Woman shoots 3, herself at YouTube headquarters
Authorities investigate incident as possible domestic dispute
SAN BRUNO, Calif. — A woman opened fire with a handgun Tuesday in a courtyard at YouTube headquarters, wounding three people before fatally shooting herself in what is being investigated as a domestic dispute, authorities said.
Terrified employees huddled inside, calling 911, as officers and federal agents swarmed the company’s suburban campus sandwiched between two interstates in the San Francisco Bay Area city of San Bruno.
Authorities gave few details about the shooter and victims, except that the indicentwas being investigated as a domestic dispute, two law enforcement officials with knowledge of the investigation told The Associated Press. They spoke on the condition of anonymity because they were not authorized to discuss the probe.
* * * * * * *
§ ACTIONS TO TAKE
1. List every term the YouTube shooting article uses for law enforcement people or bodies.
2. Condense the paragraph of the YouTube shooting article that begins "Terrified employees huddled inside" into one shorter sentence that keeps its main facts.
3. Extend the news article about the YouTube headquarters shooting, picking up after its final sentence.
* * * * * * *
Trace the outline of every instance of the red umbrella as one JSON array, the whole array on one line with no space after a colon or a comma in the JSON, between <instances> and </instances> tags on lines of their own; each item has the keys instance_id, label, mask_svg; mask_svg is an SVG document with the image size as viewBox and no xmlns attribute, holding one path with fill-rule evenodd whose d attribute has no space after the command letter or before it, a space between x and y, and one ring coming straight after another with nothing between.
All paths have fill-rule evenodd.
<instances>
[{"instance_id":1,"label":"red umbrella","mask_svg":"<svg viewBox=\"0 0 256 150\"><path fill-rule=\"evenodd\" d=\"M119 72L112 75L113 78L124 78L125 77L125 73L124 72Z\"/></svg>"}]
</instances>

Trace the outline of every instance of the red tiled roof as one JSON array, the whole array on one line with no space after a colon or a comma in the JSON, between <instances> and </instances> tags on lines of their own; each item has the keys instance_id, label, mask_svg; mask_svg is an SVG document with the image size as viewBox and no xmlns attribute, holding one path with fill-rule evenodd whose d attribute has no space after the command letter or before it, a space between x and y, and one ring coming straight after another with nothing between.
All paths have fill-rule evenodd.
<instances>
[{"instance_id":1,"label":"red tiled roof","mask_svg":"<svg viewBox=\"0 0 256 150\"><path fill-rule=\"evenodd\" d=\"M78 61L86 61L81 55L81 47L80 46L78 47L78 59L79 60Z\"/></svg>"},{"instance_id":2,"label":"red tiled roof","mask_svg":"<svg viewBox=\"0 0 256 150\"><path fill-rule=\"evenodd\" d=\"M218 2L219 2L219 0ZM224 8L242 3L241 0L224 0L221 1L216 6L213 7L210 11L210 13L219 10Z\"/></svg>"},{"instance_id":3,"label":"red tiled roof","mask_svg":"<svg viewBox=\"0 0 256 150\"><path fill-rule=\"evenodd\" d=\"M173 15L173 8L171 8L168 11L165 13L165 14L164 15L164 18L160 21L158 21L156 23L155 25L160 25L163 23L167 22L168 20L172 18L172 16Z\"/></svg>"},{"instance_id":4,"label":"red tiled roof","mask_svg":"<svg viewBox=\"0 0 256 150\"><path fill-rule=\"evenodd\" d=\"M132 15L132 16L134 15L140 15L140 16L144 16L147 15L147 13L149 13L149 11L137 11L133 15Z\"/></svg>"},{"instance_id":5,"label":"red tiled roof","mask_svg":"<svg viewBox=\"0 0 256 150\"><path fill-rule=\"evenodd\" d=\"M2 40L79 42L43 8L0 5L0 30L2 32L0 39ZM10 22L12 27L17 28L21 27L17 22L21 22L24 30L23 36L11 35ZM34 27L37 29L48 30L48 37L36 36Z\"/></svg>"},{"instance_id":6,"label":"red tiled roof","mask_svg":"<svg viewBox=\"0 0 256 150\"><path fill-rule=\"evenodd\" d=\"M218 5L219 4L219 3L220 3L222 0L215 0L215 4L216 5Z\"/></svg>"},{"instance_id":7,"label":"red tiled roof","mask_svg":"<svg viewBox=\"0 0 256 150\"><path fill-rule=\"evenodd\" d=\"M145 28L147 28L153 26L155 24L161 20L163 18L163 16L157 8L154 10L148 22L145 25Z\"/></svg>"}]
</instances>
* * * * * * *
§ RESPONSES IN ORDER
1.
- authorities
- officers
- federal agents
- two law enforcement officials

2. Frightened employees hid inside and called 911 while officers and federal agents swarmed YouTube's suburban San Bruno campus, which sits between two interstates in the San Francisco Bay Area.

3.
A 36-year-old man was in critical condition, a 32-year-old woman was in serious condition and a 27-year-old woman was in fair condition Tuesday night, a spokesman for San Francisco General Hospital said.
Witnesses described terror before officers arrived and discovered a victim near a front door, and then found the shooter several minutes later with what appeared to be a self-inflicted gunshot wound, San Bruno police Chief Ed Barberini said.
He said two additional gunshot victims were found at an adjacent business minutes later. Barberini initially said there were four people who had been shot but later clarified that a fourth person had suffered an ankle injury.
Zach Vorhies, 37, a senior software engineer at YouTube, said he was at his desk working on the second floor of one of the buildings when the fire alarm went off. He got on his skateboard and approached a courtyard, where he saw the shooter yelling, ‘Come at me, or come get me.’ ”
Google, which owns the world’s biggest online video website, said the company’s security team worked with authorities to evacuate buildings and was doing whatever it could support the victims and their families.
YouTube’s headquarters has more than a thousand engineers and other employees in several buildings.
“Today it feels like the entire community of YouTube were victims of this crime,” said Chris Dale, a YouTube spokesman. “Our hearts go out to all those who suffered.”